Problem statement: Update the items below by putting "x-y coordinates" wherever "pixel coordinates" appears. Leave everything else as it is.

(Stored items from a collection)
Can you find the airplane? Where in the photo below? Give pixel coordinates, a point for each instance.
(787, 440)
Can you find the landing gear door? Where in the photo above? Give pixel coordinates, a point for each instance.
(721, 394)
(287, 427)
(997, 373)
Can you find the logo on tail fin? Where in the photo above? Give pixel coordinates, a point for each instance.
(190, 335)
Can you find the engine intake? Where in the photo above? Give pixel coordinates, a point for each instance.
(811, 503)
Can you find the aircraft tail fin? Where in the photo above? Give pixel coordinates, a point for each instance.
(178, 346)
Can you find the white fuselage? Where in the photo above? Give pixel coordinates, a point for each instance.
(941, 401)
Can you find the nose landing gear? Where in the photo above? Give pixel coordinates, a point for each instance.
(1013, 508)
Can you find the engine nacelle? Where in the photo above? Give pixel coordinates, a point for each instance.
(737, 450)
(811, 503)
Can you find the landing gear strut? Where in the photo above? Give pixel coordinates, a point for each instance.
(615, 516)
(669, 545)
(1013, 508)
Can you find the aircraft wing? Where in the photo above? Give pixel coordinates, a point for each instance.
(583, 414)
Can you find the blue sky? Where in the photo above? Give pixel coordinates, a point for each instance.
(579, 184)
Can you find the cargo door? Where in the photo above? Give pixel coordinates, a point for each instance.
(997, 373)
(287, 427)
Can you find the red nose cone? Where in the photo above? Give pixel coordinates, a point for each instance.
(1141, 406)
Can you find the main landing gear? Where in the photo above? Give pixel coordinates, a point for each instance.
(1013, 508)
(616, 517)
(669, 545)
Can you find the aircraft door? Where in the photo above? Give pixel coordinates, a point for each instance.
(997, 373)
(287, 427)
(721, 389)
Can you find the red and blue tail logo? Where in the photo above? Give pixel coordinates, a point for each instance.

Answer to this problem:
Can you find the airplane? Where in the photo below? Give x-y coordinates, a point for each instance.
(787, 440)
Can you find the landing gear door? Where in the photo above? Give x-y coordinates, a point for each instance.
(721, 394)
(287, 427)
(997, 373)
Can you find the logo on tail fin? Where in the photo above? Give x-y coordinates, a point for each instance.
(190, 335)
Can you find the engine intake? Where in the photo above? Give x-y coordinates, a point for each instance.
(811, 503)
Can you find the aircraft tail fin? Where in the photo above? Give x-y coordinates, a point for each instance.
(178, 346)
Can you find the white fuselage? Where in the photo above? Give x-y coordinates, a point for each instance.
(941, 401)
Can you find the nose landing gear? Where in the photo above? Give x-y coordinates, a point for each instance.
(1013, 508)
Can you find the engine nacelle? Where in the photo above? Give x-y coordinates, a point for each instance.
(737, 450)
(811, 503)
Can you find the landing gear strut? Where in the photo above? Give x-y coordinates, a point for each instance.
(615, 516)
(669, 545)
(1013, 508)
Can you find the aircraft wing? Where in the photo above? Give x-y coordinates, a point for each instance.
(583, 414)
Can you find the blue sky? Where in the photo above? Give x-y coordinates, a point for each instance.
(579, 184)
Can you find the cargo door? Where in the photo above? Give x-y coordinates, a point for each instance.
(997, 373)
(287, 427)
Can you find the red nose cone? Where in the photo above? Give x-y coordinates, a point for each instance.
(1141, 406)
Can you find the main landing gear? Where in the photo above? Give x-y coordinates, a point for each instance.
(1013, 508)
(616, 517)
(669, 545)
Can you find the aircraft door? Where in the photo above? Give x-y coordinates, a point for each instance.
(997, 373)
(287, 427)
(721, 389)
Can you find the red and blue tail logo? Where in the photo above? Give x-y coordinates, a point for each instance.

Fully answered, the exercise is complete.